* _ROWS_:
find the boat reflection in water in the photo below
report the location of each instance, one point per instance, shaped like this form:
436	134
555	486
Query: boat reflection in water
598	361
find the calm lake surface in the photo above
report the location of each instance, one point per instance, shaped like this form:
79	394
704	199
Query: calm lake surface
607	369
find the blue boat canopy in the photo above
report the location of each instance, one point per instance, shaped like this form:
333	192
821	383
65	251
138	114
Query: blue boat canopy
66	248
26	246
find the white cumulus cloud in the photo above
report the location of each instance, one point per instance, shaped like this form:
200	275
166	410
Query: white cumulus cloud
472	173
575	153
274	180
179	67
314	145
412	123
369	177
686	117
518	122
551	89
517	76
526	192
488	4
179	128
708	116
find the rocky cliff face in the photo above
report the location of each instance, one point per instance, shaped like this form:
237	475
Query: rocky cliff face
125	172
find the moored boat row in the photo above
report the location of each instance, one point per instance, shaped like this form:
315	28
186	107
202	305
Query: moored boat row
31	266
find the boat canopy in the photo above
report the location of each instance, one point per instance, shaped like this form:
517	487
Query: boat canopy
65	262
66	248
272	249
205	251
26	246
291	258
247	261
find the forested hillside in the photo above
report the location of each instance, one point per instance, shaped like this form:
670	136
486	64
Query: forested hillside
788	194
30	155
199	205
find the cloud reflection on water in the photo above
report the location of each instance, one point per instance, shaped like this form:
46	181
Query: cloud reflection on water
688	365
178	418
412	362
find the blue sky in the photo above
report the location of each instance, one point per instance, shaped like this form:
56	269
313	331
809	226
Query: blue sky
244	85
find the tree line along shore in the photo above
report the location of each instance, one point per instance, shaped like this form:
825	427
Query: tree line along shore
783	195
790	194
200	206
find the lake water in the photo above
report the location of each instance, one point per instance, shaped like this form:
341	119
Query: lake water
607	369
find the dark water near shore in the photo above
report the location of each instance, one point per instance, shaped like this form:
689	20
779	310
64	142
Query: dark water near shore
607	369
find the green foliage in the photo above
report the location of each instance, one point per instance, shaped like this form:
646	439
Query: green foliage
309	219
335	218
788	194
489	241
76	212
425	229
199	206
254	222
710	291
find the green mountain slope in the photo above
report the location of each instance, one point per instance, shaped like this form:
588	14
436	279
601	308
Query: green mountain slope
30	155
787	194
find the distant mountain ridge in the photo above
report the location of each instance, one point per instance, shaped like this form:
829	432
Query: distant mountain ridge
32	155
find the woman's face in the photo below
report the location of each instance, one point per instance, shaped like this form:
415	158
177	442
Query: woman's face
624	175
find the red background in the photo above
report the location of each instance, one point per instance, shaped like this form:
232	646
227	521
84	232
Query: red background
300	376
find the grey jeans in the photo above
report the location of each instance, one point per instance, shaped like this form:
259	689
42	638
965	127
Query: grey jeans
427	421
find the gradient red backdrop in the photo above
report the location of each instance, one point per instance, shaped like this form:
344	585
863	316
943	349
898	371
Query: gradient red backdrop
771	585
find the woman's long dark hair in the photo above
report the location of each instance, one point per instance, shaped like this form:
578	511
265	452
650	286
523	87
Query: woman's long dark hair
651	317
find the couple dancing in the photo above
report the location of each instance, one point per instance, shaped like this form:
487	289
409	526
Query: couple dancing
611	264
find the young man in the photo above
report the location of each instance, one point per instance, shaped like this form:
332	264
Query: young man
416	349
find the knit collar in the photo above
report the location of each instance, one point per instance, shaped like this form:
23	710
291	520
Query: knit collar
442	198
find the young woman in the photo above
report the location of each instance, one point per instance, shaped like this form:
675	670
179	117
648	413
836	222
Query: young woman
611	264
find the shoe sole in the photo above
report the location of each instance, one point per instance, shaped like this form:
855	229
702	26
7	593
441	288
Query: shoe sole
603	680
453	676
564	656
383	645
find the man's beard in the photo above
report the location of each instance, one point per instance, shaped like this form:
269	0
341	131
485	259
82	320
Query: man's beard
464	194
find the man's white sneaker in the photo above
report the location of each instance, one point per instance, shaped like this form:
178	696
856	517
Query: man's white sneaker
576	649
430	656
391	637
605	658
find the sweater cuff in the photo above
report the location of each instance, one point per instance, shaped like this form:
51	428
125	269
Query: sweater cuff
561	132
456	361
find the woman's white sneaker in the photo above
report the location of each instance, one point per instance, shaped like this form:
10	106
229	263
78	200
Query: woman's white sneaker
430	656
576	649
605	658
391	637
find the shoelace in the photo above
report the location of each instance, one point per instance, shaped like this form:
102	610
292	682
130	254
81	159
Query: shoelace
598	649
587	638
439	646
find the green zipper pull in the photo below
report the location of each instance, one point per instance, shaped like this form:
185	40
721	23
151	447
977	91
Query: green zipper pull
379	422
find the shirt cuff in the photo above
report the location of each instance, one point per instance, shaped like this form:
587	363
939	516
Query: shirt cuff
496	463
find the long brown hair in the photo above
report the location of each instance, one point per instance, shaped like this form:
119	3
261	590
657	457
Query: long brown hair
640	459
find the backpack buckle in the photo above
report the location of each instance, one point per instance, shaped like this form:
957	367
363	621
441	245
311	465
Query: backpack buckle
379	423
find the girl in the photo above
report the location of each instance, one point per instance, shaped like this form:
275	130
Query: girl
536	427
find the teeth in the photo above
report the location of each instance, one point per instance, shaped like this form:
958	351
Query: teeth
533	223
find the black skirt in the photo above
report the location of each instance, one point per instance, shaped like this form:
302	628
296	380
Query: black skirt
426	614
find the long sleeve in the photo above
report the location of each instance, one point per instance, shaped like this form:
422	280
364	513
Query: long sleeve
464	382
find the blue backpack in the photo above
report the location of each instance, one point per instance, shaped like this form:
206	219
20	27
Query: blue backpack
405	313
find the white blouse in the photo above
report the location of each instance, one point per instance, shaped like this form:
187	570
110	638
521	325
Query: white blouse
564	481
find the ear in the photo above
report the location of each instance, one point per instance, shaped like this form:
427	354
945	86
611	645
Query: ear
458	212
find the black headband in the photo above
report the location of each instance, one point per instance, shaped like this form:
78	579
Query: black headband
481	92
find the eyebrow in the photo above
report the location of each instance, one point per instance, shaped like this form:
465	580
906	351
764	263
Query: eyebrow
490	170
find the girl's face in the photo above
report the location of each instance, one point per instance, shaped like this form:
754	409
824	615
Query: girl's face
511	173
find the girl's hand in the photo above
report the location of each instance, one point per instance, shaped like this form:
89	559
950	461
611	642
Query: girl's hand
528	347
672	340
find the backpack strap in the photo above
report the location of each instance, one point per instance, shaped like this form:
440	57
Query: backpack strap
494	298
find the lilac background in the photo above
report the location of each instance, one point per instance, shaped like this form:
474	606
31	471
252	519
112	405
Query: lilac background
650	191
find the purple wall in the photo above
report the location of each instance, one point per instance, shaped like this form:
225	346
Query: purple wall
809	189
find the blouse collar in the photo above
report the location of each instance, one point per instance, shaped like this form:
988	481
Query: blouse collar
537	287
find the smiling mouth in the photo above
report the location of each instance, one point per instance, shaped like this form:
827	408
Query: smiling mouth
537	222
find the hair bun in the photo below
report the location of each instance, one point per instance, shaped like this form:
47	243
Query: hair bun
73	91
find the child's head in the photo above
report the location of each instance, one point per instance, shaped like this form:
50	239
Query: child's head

* _GIVEN EXERCISE_: Give the material above again, word for word.

* _RESPONSE TO THE EXERCISE_:
find the boat reflection in water in the photo below
report the location of each instance, one point per instance, shaped like this form:
436	134
555	486
Query: boat reflection in water
598	361
find the calm lake surface in the photo above
report the location of each instance, one point per instance, shaped like this form:
79	394
704	199
Query: calm lake surface
607	369
find the blue boat canopy in the photo above
report the location of each instance, one point per instance, shaped like this form:
333	192
821	383
65	251
138	114
Query: blue boat canopy
66	248
26	246
find the white cumulus cloud in the photo above
report the location of each instance, one point per instance, shaped like this form:
200	275
166	410
Query: white cumulus cloud
472	173
575	153
274	180
179	67
314	145
412	123
369	177
686	117
518	122
551	89
517	76
526	192
488	4
179	128
708	116
find the rocky cliff face in the photo above
report the location of each instance, one point per instance, shaped like this form:
237	475
Query: rocky cliff face
125	172
find the moored boat row in the photo above
report the location of each instance, one point per instance, shaped like this form:
315	28
186	107
202	305
Query: moored boat row
31	266
find the boat canopy in the photo above
report the location of each instance, one point per instance, shaped like this form:
517	487
Query: boat canopy
65	262
66	248
272	249
205	251
26	246
291	258
247	261
find the forested hillside in the photo above
report the location of each instance, one point per instance, shaped like this form:
670	136
486	64
Query: forested hillside
788	194
30	155
199	205
find the cloud reflection on water in the photo above
report the location of each instance, one point per instance, shaped like this form:
46	181
Query: cloud reflection on water
688	365
178	418
412	362
find the blue sky in the photo above
report the location of each instance, one point per instance, shaped like this form:
56	269
313	331
809	226
Query: blue sky
244	85
find the tree line along shore in the photo above
report the location of each instance, one point per instance, shaped like this form:
825	427
Query: tree line along shore
783	195
790	194
200	206
find the lake water in the photo above
report the location of each instance, one point per instance, shaped like this form:
341	119
Query: lake water
607	369
find the dark water near shore in the photo above
report the location of each instance, one point per instance, shaped like this form:
689	20
779	310
64	142
Query: dark water near shore
607	369
find the green foliage in the photo above
report the location of each instance, one point per instance, shaped like this form:
646	439
Query: green foliage
309	219
335	218
788	194
489	241
76	212
425	229
199	206
254	222
710	291
find the green mountain slope in the photo above
report the location of each instance, one point per instance, shaped like this form:
588	14
436	279
601	308
Query: green mountain slope
30	155
787	194
find the distant mountain ridge in the photo above
report the location of each instance, one point per instance, shaped like this form:
829	432
Query: distant mountain ridge
32	155
find the woman's face in the photo below
report the location of each instance, one point per instance, shaped like this form:
415	158
177	442
Query: woman's face
624	175
find the red background in the photo above
report the location of each instance, one point per instance, shaped like this form:
232	646
227	521
84	232
Query: red background
300	376
find the grey jeans in the photo above
report the location of each instance, one point per instance, shaped like this form:
259	689
42	638
965	127
Query: grey jeans
427	421
find the gradient red backdrop in the photo above
report the location of each instance, one point per instance, shaped like this form:
344	585
863	316
943	349
898	371
Query: gradient red backdrop
771	585
find the woman's long dark hair in the photo above
report the location of each instance, one point per instance, shaped like this form:
578	511
265	452
650	286
523	87
Query: woman's long dark hair
651	317
find the couple dancing in the photo above
report the location of each instance, one point per instance, shaped like this form:
487	289
409	526
Query: couple dancing
611	264
find the young man in the photo above
report the location of each instance, one point per instance, shaped like this form:
332	264
Query: young man
416	349
find the knit collar in the photo above
report the location of each instance, one point per instance, shaped like this form:
23	710
291	520
Query: knit collar
442	198
find the young woman in the photo above
report the location of each instance, one point per instance, shaped like this form:
675	670
179	117
648	413
836	222
Query: young woman
611	264
find the shoe sole in the photo above
report the location of each instance, one point per instance, shaped like this form:
855	229
702	26
7	593
441	288
Query: shoe sole
603	680
453	676
564	656
383	645
find the man's beard in the photo above
report the location of each instance, one point per instance, shaped like this form:
269	0
341	131
485	259
82	320
Query: man's beard
464	194
find the man's white sneaker in the photo above
report the location of each instance, one point per instance, shaped like this form:
178	696
856	517
Query: man's white sneaker
576	649
430	656
391	637
605	658
find the sweater cuff in the photo above
report the location of each instance, one point per instance, shaped like this form:
51	428
125	269
Query: sweater cuff
561	132
456	361
find the woman's white sneaker in the photo above
report the location of each instance, one point per instance, shaped like this form:
10	106
229	263
78	200
Query: woman's white sneaker
430	656
576	649
605	658
391	637
find the shoelace in the photo above
report the location of each instance, one point per instance, shaped like this form:
102	610
292	682
130	254
81	159
Query: shoelace
598	649
587	638
439	646
find the green zipper pull in the photo below
report the location of each instance, one point per instance, shaped like this form:
185	40
721	23
151	447
977	91
Query: green zipper pull
379	422
find the shirt cuff in the photo above
report the location of each instance, one point per instance, shaped like this form:
587	363
939	516
Query: shirt cuff
496	463
find the long brown hair in the photo above
report the location of each instance, one point per instance, shaped like this form:
119	3
261	590
657	457
Query: long brown hair
640	459
find the backpack buckle in the photo above
report the location of each instance, one point per instance, shaped like this form:
957	367
363	621
441	245
311	465
Query: backpack buckle
379	423
find the girl in the photo above
report the location of each instance, one point per instance, shaped like this form:
275	130
Query: girl
536	427
find the teeth in the photo above
report the location of each instance, one point per instance, shaped like this form:
958	351
Query: teeth
533	223
find the black skirt in the photo above
report the location of each instance, one point per instance, shaped like this form:
302	628
296	380
Query: black skirt
426	614
find the long sleeve in the photo above
report the location of each instance, one point per instance, shaped like this form:
422	280
364	513
Query: long sleeve
464	382
find the blue backpack in the photo above
report the location of each instance, one point per instance, shaped like this form:
206	219
20	27
Query: blue backpack
405	313
find the white blouse in the photo above
report the location of each instance, one point per instance, shaped like this form:
187	570
110	638
521	325
Query: white blouse
564	481
find the ear in the photo above
report the location of each instance, one point per instance, shaped like this form:
427	354
945	86
611	645
Query: ear
458	212
find the black headband in the photo above
report the location of each instance, one point per instance, shaped like this form:
78	579
Query: black headband
481	92
find the eyebrow in the photo above
report the location of each instance, one point per instance, shaped like this form:
465	580
906	351
764	263
Query: eyebrow
490	170
find the girl's face in the photo above
report the location of each instance, one point per instance, shaped like this form:
754	409
824	615
Query: girl's face
511	173
find the girl's hand in the photo above
report the location of each instance, one point per instance, shaped like this form:
89	559
950	461
611	642
Query: girl's hand
528	347
672	340
find the backpack strap in the photo above
report the location of each instance, one point per instance, shaped like this form:
440	57
Query: backpack strap
494	298
find the lilac background in the photo above
report the location of each instance, one point per instance, shaped like this form:
474	606
31	471
252	519
112	405
Query: lilac background
650	191
find the purple wall in the photo above
report the location of each instance, one point per instance, shaped like this form:
225	346
Query: purple wall
809	189
find the blouse collar in the photo above
report the location of each instance, one point per instance, shaped like this form:
988	481
Query: blouse collar
537	287
find the smiling mouth in the photo above
report the location of each instance, one point per instance, shaped like this form:
827	408
Query: smiling mouth
537	222
find the hair bun in the photo below
report the location of each instance, one point per instance, shaped like this form:
47	243
Query: hair bun
73	91
find the child's head in the photo above
report the location of each instance, one point per instance, shaped like this form:
50	239
Query: child's head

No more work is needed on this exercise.